INSTRUCTIONS TO FOLLOW ->
In the data that follows, give the number of lines containing the word "screen". Offer no additional comment.

DATASET CONTENT ->

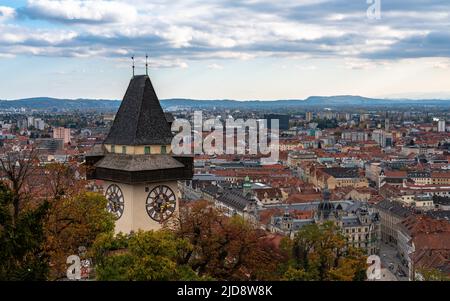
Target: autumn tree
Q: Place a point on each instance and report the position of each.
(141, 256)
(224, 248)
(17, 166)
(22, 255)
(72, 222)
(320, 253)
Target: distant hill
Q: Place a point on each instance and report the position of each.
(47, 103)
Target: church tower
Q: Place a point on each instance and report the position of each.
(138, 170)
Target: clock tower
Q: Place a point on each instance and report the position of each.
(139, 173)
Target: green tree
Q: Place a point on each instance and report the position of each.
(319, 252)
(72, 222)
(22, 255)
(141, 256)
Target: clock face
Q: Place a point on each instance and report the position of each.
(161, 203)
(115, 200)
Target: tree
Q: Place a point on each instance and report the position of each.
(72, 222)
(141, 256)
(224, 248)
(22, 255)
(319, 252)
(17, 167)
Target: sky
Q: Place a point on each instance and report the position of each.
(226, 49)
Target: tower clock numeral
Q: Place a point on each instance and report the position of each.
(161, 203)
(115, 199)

...

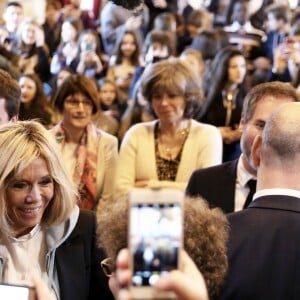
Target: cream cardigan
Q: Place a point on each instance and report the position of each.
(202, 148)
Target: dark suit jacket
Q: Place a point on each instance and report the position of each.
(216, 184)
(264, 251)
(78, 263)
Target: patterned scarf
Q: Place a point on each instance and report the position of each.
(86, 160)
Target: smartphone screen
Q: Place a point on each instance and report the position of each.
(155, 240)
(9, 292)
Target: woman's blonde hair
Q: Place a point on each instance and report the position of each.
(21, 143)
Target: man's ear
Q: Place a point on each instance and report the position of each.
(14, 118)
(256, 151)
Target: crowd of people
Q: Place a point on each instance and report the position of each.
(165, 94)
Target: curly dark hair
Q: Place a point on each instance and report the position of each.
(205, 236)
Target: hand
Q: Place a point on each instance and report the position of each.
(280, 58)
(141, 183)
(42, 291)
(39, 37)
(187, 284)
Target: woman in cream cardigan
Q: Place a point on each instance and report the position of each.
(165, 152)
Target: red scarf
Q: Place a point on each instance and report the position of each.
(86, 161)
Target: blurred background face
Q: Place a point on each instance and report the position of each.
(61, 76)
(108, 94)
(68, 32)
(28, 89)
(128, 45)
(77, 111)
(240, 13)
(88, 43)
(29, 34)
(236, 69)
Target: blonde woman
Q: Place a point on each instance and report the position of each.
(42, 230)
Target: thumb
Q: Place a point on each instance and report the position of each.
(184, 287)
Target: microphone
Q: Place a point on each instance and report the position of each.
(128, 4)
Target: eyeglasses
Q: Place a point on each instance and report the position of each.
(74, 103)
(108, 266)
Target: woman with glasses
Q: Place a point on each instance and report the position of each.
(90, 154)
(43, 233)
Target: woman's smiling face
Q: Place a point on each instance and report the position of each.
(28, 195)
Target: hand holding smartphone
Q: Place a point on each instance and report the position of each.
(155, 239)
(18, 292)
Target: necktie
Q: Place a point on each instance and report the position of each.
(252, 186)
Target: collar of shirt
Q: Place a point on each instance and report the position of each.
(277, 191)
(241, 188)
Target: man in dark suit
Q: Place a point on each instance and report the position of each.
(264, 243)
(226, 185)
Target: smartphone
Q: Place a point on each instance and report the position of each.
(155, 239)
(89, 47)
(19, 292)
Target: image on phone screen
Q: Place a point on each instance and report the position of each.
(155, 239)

YOUR SOLUTION ->
2